===== MATERIAL TO PROCESS

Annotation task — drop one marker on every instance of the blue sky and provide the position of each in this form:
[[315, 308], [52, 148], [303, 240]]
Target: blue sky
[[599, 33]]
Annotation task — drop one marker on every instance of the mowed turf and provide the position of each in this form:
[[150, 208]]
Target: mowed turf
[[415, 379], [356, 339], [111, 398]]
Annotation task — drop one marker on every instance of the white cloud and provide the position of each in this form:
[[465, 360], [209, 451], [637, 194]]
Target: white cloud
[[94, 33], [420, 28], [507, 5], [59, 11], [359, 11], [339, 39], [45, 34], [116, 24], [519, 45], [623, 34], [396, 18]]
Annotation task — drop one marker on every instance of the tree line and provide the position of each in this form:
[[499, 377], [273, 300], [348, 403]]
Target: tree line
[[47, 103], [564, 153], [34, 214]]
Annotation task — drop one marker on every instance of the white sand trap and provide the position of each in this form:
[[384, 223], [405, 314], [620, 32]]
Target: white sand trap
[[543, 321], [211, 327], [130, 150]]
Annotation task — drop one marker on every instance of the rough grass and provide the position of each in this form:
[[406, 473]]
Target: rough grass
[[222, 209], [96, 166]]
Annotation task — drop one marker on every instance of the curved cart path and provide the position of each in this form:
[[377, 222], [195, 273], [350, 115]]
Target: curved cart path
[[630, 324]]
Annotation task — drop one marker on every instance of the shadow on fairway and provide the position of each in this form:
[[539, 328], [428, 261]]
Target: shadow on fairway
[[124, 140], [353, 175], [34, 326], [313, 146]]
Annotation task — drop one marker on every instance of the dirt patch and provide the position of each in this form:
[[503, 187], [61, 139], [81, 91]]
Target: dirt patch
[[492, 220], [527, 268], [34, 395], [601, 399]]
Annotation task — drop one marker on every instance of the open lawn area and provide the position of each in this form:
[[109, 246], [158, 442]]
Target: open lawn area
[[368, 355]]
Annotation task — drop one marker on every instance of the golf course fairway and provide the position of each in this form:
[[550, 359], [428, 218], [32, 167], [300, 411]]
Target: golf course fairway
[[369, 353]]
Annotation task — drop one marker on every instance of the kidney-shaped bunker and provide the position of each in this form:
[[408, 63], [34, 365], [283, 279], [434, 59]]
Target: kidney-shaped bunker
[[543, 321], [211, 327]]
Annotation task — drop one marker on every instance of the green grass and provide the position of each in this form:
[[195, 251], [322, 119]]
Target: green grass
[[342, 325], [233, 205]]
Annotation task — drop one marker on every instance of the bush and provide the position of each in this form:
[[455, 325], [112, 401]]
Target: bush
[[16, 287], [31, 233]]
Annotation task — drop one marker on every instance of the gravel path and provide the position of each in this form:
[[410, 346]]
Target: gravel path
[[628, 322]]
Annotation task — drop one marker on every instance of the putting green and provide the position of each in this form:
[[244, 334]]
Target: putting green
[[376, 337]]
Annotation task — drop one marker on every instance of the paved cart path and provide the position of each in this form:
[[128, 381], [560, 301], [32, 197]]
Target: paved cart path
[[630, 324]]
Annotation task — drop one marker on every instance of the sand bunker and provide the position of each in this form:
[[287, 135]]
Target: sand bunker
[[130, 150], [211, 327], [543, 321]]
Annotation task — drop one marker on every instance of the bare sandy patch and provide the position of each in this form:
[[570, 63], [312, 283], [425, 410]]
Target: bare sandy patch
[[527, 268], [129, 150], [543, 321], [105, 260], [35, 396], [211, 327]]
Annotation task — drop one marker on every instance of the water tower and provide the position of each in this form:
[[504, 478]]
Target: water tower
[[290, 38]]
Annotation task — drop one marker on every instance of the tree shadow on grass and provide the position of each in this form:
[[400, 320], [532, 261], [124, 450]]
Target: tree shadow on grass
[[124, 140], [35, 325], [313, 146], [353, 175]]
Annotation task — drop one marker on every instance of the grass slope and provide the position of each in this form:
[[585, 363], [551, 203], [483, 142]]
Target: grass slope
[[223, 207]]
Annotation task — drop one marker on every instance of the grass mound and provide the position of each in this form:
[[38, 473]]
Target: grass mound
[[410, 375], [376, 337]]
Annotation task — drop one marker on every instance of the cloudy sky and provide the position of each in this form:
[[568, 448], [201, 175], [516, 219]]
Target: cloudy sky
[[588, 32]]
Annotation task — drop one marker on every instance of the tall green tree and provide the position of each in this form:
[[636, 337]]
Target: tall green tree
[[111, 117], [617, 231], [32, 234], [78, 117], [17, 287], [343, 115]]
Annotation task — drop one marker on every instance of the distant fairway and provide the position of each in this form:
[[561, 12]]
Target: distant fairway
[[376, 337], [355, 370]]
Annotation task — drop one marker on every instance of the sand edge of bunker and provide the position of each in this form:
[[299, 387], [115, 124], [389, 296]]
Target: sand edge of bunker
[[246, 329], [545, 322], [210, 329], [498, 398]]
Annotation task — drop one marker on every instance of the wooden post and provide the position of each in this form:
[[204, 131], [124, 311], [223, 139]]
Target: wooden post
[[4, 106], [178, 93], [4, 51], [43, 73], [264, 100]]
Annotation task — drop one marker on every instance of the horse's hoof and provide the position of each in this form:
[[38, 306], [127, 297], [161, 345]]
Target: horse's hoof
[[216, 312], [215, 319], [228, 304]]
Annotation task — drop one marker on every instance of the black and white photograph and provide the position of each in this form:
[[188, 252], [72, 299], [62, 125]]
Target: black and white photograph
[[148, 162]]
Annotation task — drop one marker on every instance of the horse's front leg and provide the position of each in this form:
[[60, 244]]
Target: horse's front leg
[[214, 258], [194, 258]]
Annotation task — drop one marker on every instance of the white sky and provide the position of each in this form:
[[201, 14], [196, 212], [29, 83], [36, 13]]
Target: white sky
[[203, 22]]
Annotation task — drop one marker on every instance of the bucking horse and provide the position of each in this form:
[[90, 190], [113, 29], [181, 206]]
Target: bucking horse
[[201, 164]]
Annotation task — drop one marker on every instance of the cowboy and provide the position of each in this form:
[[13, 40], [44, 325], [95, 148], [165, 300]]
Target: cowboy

==========

YOUR OBJECTIVE
Rewrite all the records above, replacing every "Annotation task" with "Labeling task" and changing nothing else.

FULL SOLUTION
Labeling task — drop one marker on every instance of the blue sky and provide the position of each in this form:
[[315, 308], [52, 148], [303, 240]]
Target: blue sky
[[599, 33]]
Labeling task — drop one marker on every instance of the mowed turf and provide the position of each in this form:
[[150, 208]]
Target: mowed turf
[[415, 379], [356, 339], [111, 398]]
Labeling task — drop one marker on every instance of the white cloud and provide the position of each in this form:
[[465, 360], [209, 451], [637, 194]]
Target: white cloud
[[94, 33], [420, 28], [507, 5], [59, 11], [359, 11], [339, 39], [45, 34], [116, 24], [519, 45], [623, 34], [396, 18]]
Labeling task — drop one marker on every instance of the tree line and provide the position of each in this form:
[[499, 377], [273, 300], [348, 403]]
Target: tree line
[[47, 103], [564, 153], [34, 214]]
Labeling task — drop one marker on every instance of the white sand trap and provide the position of each in this form:
[[384, 223], [405, 314], [620, 32]]
Target: white sand trap
[[543, 321], [211, 327], [130, 150]]
Labeling task — drop one marker on every instance of the rough grass and provide the position of each in this form:
[[406, 473]]
Target: rough grass
[[222, 209], [96, 166]]
Labeling task — drop one marker on every instance of the curved cart path and provide the position of each in this form:
[[377, 222], [195, 273], [350, 115]]
Target: curved cart path
[[630, 324]]
Labeling task — drop one marker on every instance of the shadow on fairway and provide the position of each in this form:
[[539, 328], [428, 261]]
Target: shadow on fairway
[[124, 140], [353, 175], [34, 326], [313, 146]]
Labeling task — drop one marker on every instance of the dirt patch and provide the position of each in this form:
[[503, 187], [61, 139], [81, 91]]
Target: dirt patch
[[492, 220], [527, 268], [34, 395], [601, 399]]
Labeling task — drop one marker on every instance of the open lawn area and provide the position of each in this form:
[[109, 246], [158, 442]]
Target: open lawn area
[[368, 355]]
Labeling task — drop one marker on every instance of the golf course fairway and provide the position of each in this form:
[[550, 359], [428, 218], [32, 167], [300, 411]]
Target: golf course fairway
[[369, 353]]
Labeling task — drop one marker on every instance of the kidney-shaped bunker and provide the position of each in this form:
[[408, 63], [34, 365], [283, 279], [434, 59]]
Target: kidney-shaped bunker
[[543, 321], [211, 327]]
Labeling task — drop one marker on every instance of the green grass and provide the position of each in this form:
[[195, 251], [322, 119]]
Target: green grass
[[342, 325], [233, 205]]
Labeling task — drop one marker on every instance of the bush and provide the position of each in this form:
[[455, 325], [112, 401]]
Target: bush
[[16, 287], [31, 233]]
Labeling task — drop one marker on every instance of the gravel path and provide the position of each in this form:
[[410, 346]]
Target: gravel path
[[628, 322]]
Labeling task — drop one marker on every instance of the putting green and provide the position of each in this form:
[[244, 334]]
Target: putting green
[[376, 337]]
Labeling task — drop one marker on every instance of the paved cart path and provide the position of each in this form:
[[128, 381], [560, 301], [32, 197]]
Target: paved cart path
[[630, 324]]
Labeling task — drop one marker on every instance of the sand bunker and provide the position of each in this form:
[[287, 135]]
Target: sand bunker
[[130, 150], [211, 327], [543, 321]]
Labeling task — drop one marker on every instance of the bare sandy patch and provide the position of each in this form:
[[570, 63], [312, 283], [425, 410]]
Target: bare sandy patch
[[527, 268], [129, 150], [543, 321], [105, 260], [35, 396], [211, 327]]
Labeling task — drop one marker on every instance of the water tower and provide the position of each in this form:
[[504, 478]]
Target: water tower
[[290, 38]]
Labeling task — drop one marker on every instance of the tree shadow on grass and provide the position of each in this form:
[[400, 320], [532, 261], [124, 450]]
Target: tree shadow on grass
[[124, 140], [35, 325], [313, 146], [353, 175]]
Labeling task — drop one marker on every instance of the grass slope and provide the position of each in this form:
[[585, 363], [551, 203], [483, 142]]
Target: grass slope
[[223, 207]]
Labeling task — drop one marker on every instance of the grass mound and provide the position of each in this form:
[[38, 473]]
Target: grass mound
[[410, 375], [376, 337]]
Labeling task — drop one marker on every instance of the cloudy sky and provide the position of each in this form:
[[568, 448], [201, 175], [516, 219]]
Target: cloudy sky
[[588, 32]]
Labeling task — drop one marker on every instance of the tall green tree and provide the position of each in this form:
[[636, 337]]
Target: tall green tree
[[111, 117], [617, 231], [32, 234], [78, 117], [17, 287], [343, 115]]
Labeling task — drop one marker on every instance of the distant fairway and provide the position of each in this form:
[[561, 12]]
Target: distant fairway
[[376, 337], [355, 370]]
Labeling task — drop one marker on every instance of the sand edge of bunker and provide the position of each in this form:
[[299, 387], [115, 124], [389, 296]]
Target: sand edge of bunker
[[246, 329], [545, 322], [210, 329], [498, 398]]
Labeling task — drop one marker on every instance of the wooden post and provide the position of each in this form:
[[204, 131], [124, 311], [223, 139]]
Target: wooden post
[[4, 106], [178, 93], [4, 51], [43, 73], [264, 100]]
Labeling task — drop one marker on every instance of the horse's hoof and provide the position of each in this form:
[[38, 306], [127, 297], [161, 345]]
Target: horse's hoof
[[216, 312], [215, 319], [228, 304]]
Labeling task — drop one marker on every instance of the black and white photograph and provide the position of each in this form:
[[188, 252], [72, 299], [62, 125]]
Target: black and white photograph
[[148, 162]]
Labeling task — drop one marker on every instance of the horse's front leg and provide the position of each in this form:
[[60, 244]]
Target: horse's front leg
[[214, 258], [194, 258]]
Labeling task — drop one marker on every instance of the white sky and provide the position of each in this form:
[[201, 14], [196, 212], [29, 83], [36, 13]]
Target: white sky
[[203, 22]]
Labeling task — drop one marker on every instance of the bucking horse and provide the position of each in this form:
[[90, 190], [113, 29], [181, 206]]
Target: bucking horse
[[201, 164]]
Labeling task — drop one marker on every instance of the cowboy and provide the position of each in this form:
[[13, 40], [44, 325], [95, 148], [165, 300]]
Target: cowboy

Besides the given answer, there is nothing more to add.